— Bagian Teks —
★ ★ ★ ★

Tan Malaka adalah pejuang yang dilupakan. Namanya dihapus oleh Orde Baru dalam sejarah Indonesia modern. Ia disingkirkan dan dihilangkan jejak perjuangannya. Peranannya cukup besar dalam perjuangan kemerdekaan Indonesia. Ia adalah konseptor republik Indonesia. Pikiran-pikirannya brilian dan futuristik. Ia tidak hanya memandang Indonesia hari ini, tapi juga Indonesia masa depan. Perhitungannya cermat, dan matang dalam melihat persoalan keIndonesiaan. Sikap dan pendiriannya kokoh dan tanpa kompromi bila bersangkutan dengan nasib Indonesia. Ia tidak hanya berpikir tentang rakyat dan kehidupannya, ia menyelam serta mengilhami penderitaan rakyat Indonesia kala itu.

★ ★ ★ ★

— Daftar Tugas —
• a. Buatlah ringkasan teks tentang Tan Malaka dalam dua kalimat.
• b. Mengapa Tan Malaka disebut pejuang yang dilupakan menurut teks tentang Tan Malaka? Jelaskan dalam satu atau dua kalimat.
Entri di bawah ini merupakan bahan yang terpisah dari teks tentang Tan Malaka.

★ ★ ★ ★

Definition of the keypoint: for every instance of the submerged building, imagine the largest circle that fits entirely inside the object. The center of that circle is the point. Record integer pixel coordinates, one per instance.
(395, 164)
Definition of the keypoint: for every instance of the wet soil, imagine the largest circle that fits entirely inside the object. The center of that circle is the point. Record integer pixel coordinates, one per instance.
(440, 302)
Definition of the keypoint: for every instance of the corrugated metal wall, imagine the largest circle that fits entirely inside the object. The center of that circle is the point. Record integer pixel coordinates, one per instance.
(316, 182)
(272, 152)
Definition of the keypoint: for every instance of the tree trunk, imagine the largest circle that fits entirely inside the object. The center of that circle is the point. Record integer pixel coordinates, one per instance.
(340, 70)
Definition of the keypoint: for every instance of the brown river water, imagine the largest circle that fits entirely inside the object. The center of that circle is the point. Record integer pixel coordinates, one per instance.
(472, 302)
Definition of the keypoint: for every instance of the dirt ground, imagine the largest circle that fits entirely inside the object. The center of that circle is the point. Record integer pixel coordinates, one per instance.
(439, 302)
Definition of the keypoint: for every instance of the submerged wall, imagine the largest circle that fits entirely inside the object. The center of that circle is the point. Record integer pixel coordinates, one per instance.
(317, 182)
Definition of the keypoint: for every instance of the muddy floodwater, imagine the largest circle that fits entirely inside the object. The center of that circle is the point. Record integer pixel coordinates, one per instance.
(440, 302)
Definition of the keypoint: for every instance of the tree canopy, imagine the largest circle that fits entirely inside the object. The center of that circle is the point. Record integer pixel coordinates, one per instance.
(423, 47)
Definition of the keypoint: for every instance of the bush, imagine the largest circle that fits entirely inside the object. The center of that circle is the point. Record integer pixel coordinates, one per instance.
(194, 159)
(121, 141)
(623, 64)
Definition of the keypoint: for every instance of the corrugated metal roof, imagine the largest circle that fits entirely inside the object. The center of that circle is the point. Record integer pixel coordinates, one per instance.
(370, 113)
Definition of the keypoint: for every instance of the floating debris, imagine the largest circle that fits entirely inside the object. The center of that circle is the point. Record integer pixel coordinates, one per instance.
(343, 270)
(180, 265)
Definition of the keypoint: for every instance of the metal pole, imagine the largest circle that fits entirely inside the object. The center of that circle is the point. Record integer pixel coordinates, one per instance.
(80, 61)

★ ★ ★ ★

— Jawaban Lengkap —
• a. Tan Malaka berperan besar dalam perjuangan kemerdekaan dan merupakan konseptor republik Indonesia, tetapi namanya dihapus oleh Orde Baru dari sejarah Indonesia modern. Pikirannya brilian dan futuristik, sikapnya kokoh tanpa kompromi dalam hal nasib Indonesia, dan ia menyelami penderitaan rakyat Indonesia pada masa itu.

• b. Namanya dihapus oleh Orde Baru dalam sejarah Indonesia modern. Ia disingkirkan dan jejak perjuangannya dihilangkan.